PROVIDED PASSAGE:
============================================================

Snippet Two: IO Complexity Analysis and What "Optimal" Actually Means
# The IO complexity of FlashAttention (from arXiv:2402.07443):
# FlashAttention performs O(N²d²/M) HBM accesses
# where N = sequence length, d = head dimension, M = SRAM size
#
# Standard attention performs O(N² + Nd) HBM accesses (always writes the N×N matrix)
#
# Example: A100 GPU, head_dim=128, SRAM=192KB
# M = 192KB / 2 bytes (fp16) = 98,304 elements
# At N=4096, d=128:
# Standard: O(4096² + 4096×128) = O(16,777,216 + 524,288) ≈ 17M reads/writes
# FlashAttn: O(4096² × 128² / 98304) = O(2,684,354,560 / 98304) ≈ 27,306 reads/writes
# ← 615x fewer HBM accesses at this configuration
#
# IS FLASHATTENTION IO-OPTIMAL? (arXiv:2402.07443, Saha and Ye, 2024)
# Yes, for M ≥ d²: The paper proves a LOWER BOUND matching FlashAttention's upper bound.
# No algorithm can compute exact attention with fewer HBM accesses (within constant factors).
# For M < d²: The paper gives a better algorithm AND proves it is also optimal.
#
# What this means in practice:
# FlashAttention is not "good." It is provably optimal for the GPU memory hierarchy.
# Any claimed "faster than FlashAttention" algorithm must either:
# (a) use approximations (not exact attention), or
# (b) exploit hardware features FlashAttention doesn't use yet (like FA3 did with TMA), or
# (c) be wrong.
# ← THIS is the trick: the theoretically proven lower bound is the key insight
# Nobody can beat FlashAttention's IO complexity on standard GPU memory hierarchies
# without changing the hardware or accepting approximation error
# Online softmax formula — this is what makes tiling exact:
def online_softmax_update(m_prev, l_prev, o_prev, s_new_block, v_new_block):
"""

============================================================

TASK DESCRIPTION: Repeat the part of the IO complexity snippet starting with "# For M < d²: The" and going on through "GPU memory hierarchy.", word for word.

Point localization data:
============================================================

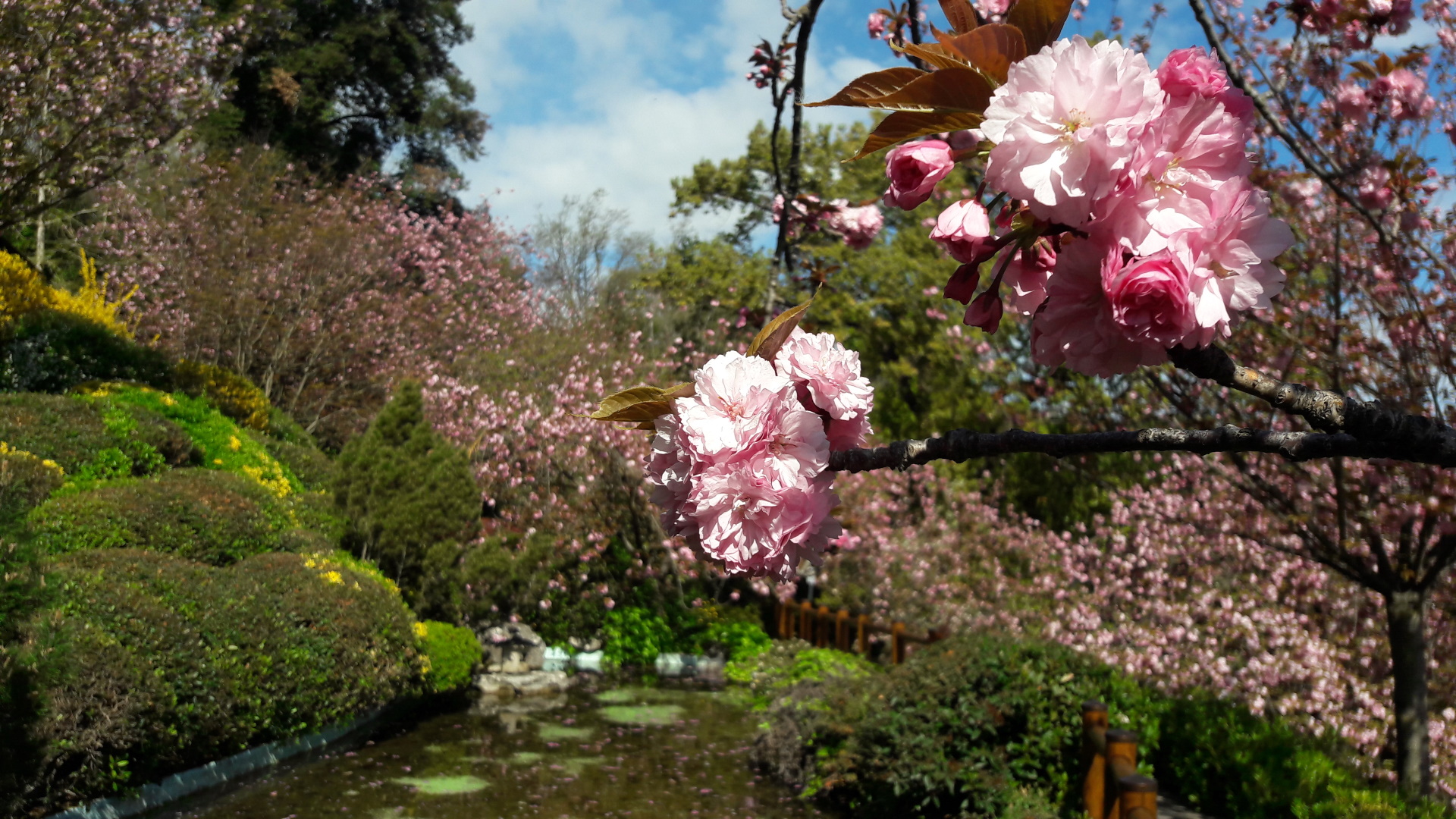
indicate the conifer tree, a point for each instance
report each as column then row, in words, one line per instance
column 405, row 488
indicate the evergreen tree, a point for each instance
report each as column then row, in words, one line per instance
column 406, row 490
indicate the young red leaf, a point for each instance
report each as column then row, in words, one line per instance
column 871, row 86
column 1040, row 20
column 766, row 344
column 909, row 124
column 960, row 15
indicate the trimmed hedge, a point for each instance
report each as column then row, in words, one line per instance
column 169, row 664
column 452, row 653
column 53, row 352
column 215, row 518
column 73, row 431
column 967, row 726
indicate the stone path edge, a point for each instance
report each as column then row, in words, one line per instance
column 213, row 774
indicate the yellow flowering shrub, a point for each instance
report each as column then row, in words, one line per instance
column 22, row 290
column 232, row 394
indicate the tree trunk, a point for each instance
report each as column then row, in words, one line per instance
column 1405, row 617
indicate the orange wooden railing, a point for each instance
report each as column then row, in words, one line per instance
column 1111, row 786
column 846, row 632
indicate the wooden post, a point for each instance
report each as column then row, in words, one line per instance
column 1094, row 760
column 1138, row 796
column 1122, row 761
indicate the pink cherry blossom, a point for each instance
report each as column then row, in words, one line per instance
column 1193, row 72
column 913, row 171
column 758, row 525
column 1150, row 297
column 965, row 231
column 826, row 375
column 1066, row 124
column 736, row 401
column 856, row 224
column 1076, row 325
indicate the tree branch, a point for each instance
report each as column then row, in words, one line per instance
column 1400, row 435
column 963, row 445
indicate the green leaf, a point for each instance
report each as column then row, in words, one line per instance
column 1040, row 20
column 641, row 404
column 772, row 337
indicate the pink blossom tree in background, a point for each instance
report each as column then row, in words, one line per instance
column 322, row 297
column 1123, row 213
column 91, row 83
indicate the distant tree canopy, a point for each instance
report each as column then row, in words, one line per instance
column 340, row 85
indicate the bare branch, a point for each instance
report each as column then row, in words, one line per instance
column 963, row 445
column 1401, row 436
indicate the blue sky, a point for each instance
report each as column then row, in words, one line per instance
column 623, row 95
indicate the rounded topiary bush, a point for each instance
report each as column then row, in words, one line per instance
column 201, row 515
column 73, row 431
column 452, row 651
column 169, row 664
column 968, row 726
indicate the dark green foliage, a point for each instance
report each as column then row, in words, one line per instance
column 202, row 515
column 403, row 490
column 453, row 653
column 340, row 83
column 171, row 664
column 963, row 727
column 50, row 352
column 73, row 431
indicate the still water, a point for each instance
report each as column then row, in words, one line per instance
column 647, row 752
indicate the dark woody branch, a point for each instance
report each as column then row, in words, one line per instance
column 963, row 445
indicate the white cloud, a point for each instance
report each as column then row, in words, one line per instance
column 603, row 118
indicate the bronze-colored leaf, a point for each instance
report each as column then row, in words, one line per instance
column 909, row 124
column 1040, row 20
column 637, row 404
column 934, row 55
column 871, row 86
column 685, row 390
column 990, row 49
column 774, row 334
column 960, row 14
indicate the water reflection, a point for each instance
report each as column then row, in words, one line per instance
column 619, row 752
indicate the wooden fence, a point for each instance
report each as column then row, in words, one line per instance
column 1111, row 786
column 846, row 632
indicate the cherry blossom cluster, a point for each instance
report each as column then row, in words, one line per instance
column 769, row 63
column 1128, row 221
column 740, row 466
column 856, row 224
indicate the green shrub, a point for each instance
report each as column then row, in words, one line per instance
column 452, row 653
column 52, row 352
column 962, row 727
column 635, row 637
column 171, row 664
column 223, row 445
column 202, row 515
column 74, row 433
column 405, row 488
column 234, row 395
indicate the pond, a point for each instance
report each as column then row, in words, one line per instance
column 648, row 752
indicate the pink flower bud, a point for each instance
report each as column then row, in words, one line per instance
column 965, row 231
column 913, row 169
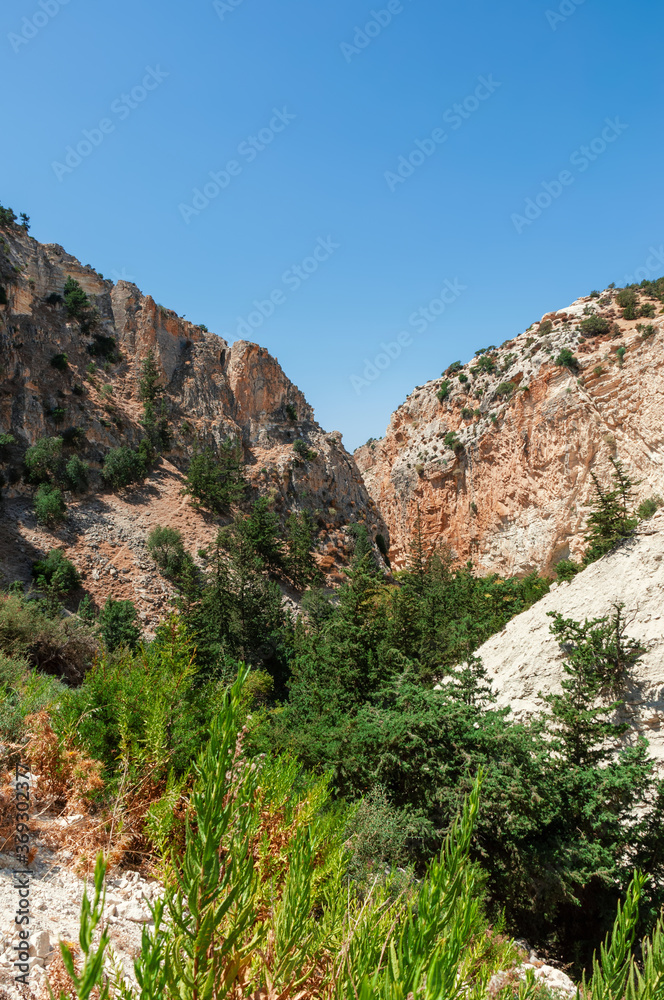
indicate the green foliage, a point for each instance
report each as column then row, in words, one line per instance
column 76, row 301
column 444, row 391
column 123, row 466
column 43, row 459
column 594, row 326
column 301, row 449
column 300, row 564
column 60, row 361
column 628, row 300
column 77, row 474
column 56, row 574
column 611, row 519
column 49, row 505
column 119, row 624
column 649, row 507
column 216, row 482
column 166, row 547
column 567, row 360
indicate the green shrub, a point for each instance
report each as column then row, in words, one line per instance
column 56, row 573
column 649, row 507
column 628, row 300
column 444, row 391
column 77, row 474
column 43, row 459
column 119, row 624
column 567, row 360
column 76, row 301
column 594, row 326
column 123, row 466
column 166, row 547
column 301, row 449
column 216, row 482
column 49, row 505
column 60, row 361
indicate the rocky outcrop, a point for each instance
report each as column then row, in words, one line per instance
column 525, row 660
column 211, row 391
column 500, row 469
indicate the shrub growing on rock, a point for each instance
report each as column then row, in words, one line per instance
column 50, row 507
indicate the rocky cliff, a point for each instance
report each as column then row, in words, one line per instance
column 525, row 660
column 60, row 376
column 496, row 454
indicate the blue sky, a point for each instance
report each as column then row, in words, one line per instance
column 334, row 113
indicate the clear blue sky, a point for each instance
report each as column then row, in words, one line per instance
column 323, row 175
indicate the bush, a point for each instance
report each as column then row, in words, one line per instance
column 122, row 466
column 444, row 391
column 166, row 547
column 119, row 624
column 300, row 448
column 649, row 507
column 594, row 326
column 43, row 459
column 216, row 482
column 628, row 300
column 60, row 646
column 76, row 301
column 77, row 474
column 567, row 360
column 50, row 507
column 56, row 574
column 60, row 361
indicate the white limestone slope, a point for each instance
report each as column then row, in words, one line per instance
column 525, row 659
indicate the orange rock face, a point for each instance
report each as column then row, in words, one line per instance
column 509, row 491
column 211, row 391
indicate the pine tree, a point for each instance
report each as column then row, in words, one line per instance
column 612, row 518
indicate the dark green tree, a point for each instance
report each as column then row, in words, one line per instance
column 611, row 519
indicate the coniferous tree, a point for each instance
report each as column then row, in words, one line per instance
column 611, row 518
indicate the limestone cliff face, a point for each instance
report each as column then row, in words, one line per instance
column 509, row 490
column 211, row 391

============================================================

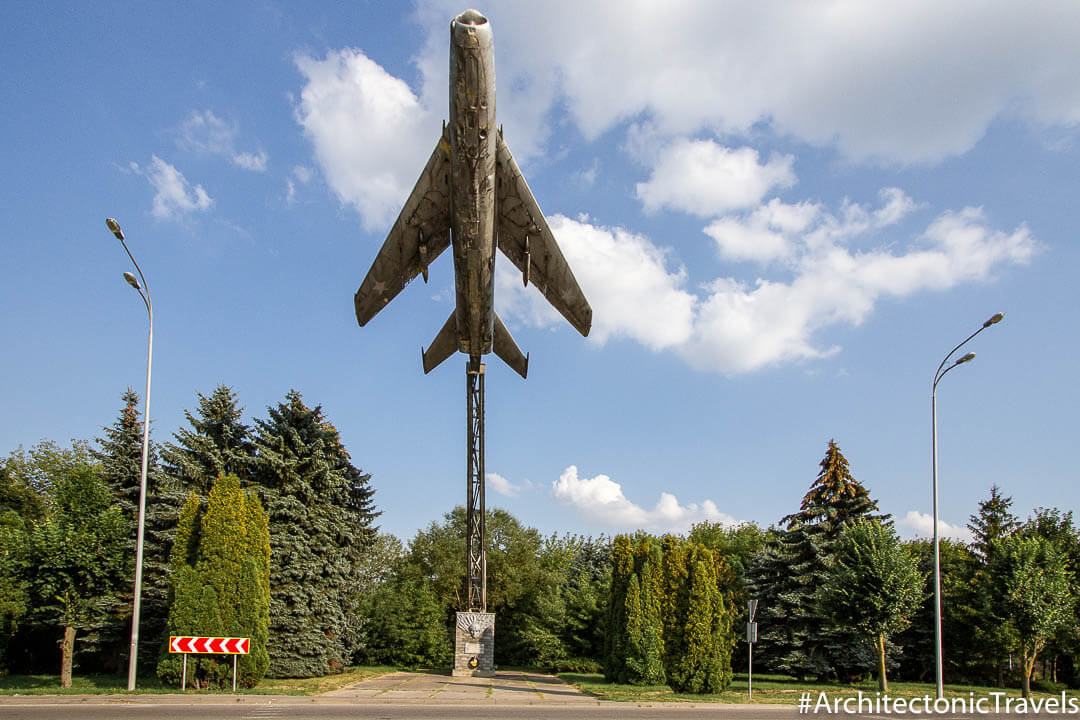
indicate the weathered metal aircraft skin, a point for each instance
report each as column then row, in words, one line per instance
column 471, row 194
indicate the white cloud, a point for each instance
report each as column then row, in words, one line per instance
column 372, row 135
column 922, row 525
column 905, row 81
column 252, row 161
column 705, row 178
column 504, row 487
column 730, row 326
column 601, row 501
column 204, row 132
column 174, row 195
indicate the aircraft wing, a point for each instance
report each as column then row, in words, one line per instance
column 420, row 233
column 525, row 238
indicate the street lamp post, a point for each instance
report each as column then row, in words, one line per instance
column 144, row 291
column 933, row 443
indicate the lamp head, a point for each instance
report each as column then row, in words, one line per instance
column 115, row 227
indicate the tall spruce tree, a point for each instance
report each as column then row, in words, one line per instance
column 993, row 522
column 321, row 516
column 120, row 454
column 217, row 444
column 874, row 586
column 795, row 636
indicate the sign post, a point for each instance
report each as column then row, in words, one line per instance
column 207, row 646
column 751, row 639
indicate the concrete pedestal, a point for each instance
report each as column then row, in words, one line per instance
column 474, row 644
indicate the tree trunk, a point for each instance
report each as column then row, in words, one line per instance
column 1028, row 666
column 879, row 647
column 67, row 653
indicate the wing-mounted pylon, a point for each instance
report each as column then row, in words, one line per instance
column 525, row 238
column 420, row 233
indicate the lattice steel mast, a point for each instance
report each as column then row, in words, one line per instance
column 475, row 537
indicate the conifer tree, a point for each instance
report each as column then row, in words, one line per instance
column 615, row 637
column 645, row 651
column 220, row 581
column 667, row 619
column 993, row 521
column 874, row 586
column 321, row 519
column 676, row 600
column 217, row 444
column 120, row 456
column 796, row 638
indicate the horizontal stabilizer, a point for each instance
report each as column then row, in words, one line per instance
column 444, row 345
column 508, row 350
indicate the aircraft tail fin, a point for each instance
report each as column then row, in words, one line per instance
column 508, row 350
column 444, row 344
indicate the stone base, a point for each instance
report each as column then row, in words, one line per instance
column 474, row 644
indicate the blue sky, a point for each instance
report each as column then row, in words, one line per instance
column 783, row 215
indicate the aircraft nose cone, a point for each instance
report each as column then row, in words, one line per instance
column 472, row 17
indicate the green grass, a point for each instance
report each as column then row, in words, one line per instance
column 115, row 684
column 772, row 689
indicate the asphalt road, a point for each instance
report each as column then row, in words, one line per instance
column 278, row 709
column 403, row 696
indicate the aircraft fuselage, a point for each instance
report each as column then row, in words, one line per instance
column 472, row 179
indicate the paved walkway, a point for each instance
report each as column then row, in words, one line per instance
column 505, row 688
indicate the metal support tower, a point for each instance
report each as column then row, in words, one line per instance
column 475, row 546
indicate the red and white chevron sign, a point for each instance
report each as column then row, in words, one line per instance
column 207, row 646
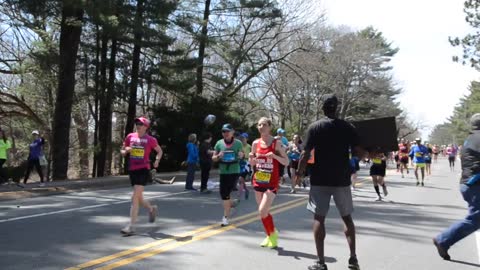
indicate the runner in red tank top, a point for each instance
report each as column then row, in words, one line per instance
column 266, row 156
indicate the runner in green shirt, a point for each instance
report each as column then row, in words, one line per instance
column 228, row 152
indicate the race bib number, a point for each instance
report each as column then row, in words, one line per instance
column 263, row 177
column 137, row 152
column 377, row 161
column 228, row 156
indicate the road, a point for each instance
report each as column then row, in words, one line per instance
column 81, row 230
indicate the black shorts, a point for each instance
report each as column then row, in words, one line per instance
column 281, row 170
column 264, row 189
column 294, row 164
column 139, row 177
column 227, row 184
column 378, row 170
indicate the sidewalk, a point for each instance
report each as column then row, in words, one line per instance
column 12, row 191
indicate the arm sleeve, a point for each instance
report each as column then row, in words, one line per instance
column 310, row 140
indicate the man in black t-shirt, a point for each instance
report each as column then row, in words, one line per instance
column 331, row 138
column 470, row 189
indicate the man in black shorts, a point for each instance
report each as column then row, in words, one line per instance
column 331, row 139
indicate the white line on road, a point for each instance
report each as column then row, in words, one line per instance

============================================================

TASK RESPONSE:
# For M < d²: The paper gives a better algorithm AND proves it is also optimal.
#
# What this means in practice:
# FlashAttention is not "good." It is provably optimal for the GPU memory hierarchy.